Consignes>
a - D'après le texte sur l'évolution de la main, qu'est-ce qui distinguait le pouce des homoïdes de celui des autres primates ?
b - Reproduisez sans aucune modification, dans le texte sur l'évolution de la main, le passage qui va de « Petite histoire de » jusqu'à « par la main. ».

Sauter au contenu principal de la page
Logo Handfacts

Petite histoire de l’évolution La main fait toute la différence

Nous saisissons les choses. Nous saisissons aussi les sujets. Un mot, une appellation, le nom d’une personne qu’on connaît – tout est un concept. Mais ce n’est qu’au cours des dernières décennies que les anthropologues et les biologistes de l’évolution ont démontré de manière fondée que le développement de notre cerveau, de notre pensée a été avant tout favorisé par la main. 

Le cerveau humain a poursuivi son évolution dès lors que les hominoïdes ont commencé à se servir d’outils avec de plus en plus d’adresse. Il y a des millions d’années, nos ancêtres se sont mis à utiliser leurs mains pour autre chose que simplement se déplacer. Ils pouvaient faire une utilisation basique de marteaux de pierre. Les mains levaient la lourde charge et l’amortissaient. L’origine de cet usage possible des mains résultait en quelque sorte d’une erreur: chez les homoïdes, le pouce était déjà plus long que chez les autres primates. Cela leur permettait la préhension, qui a été la base d’autres évolutions par la suite: 

  1. La pince latérale: la pointe du pouce vient appuyer sur le côté de l’index.
  2. La pince tripode: le pouce, l’index et le majeur vont par exemple entourer une balle de tennis.
  3. La prise de précision à cinq doigts: les cinq doigts tiennent l’objet – et l’objet peut être bougé en même temps par les cinq doigts. 

Les changements de sa main ont permis à l’homoïde de parvenir à lancer avec précision des pierres, des haches et des disques. Pour les premiers chasseurs, la précision du jet est devenue un facteur essentiel de survie: le plus habile au lancer ramenait plus de proie et s’assurait une meilleure alimentation; cela lui garantissait une meilleure performance, une meilleure capacité de reproduction et l’aidait à éviter d’être lui-même une proie. 

Le neurologue Calvin (1997) pose comme hypothèse que la capacité de plus en plus différenciée d’un lancer précis a permis au cerveau de se développer. Car le jet de précision requiert en permanence une synchronisation accrue des cellules nerveuses. 

Prendre un marteau dans la main, viser précisément, pour le lancer ensuite est un énorme défi physiologique. Pouvoir lancer avec précision implique de développer la faculté de créer une image cible. Cela demande de «calculer» quels mouvements sont nécessaires pour atteindre cette cible. Il faut ensuite développer la coordination des mouvements de la main, du bras et de l’épaule, et le mouvement du corps tout entier. Le bras et tout le reste du corps doivent se tendre de manière coordonnée lors de la prise d’élan. Comme pour une catapulte, le corps doit être à même de créer une tension qui permette ensuite un mouvement rapide de la main. L’objet jeté doit être en outre lâché au bon moment.

Données>

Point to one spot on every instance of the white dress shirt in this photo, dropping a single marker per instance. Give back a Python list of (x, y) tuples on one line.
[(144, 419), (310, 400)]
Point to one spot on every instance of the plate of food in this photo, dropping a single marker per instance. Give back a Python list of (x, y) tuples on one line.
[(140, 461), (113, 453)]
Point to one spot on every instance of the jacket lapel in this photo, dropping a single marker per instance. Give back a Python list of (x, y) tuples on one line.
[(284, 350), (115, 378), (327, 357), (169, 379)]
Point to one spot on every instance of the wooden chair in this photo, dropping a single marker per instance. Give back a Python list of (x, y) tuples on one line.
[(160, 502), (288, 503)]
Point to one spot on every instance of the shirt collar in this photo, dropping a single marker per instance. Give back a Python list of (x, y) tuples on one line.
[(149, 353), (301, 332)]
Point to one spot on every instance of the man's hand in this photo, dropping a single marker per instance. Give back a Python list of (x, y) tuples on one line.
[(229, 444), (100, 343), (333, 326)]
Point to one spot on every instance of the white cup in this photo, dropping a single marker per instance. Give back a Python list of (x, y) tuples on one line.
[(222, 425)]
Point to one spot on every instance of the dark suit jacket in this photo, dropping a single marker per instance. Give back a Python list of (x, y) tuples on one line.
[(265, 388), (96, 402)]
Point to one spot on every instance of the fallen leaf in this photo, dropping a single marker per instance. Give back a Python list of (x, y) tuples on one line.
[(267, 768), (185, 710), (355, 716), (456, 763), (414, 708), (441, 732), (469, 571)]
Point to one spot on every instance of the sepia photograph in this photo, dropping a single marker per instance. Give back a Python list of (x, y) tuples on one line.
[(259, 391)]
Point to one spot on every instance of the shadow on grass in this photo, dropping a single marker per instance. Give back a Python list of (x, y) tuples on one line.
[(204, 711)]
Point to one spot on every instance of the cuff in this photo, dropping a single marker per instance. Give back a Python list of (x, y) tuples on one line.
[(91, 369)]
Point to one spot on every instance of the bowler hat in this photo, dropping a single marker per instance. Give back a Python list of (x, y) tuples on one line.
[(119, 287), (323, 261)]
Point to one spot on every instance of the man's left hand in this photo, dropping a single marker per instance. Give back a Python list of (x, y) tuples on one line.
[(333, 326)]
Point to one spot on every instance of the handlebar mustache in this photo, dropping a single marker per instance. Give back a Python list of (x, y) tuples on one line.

Réponses>
a - Chez les homoïdes, le pouce était déjà plus long que chez les autres primates.

b -
Petite histoire de l’évolution La main fait toute la différence

Nous saisissons les choses. Nous saisissons aussi les sujets. Un mot, une appellation, le nom d’une personne qu’on connaît – tout est un concept. Mais ce n’est qu’au cours des dernières décennies que les anthropologues et les biologistes de l’évolution ont démontré de manière fondée que le développement de notre cerveau, de notre pensée a été avant tout favorisé par la main.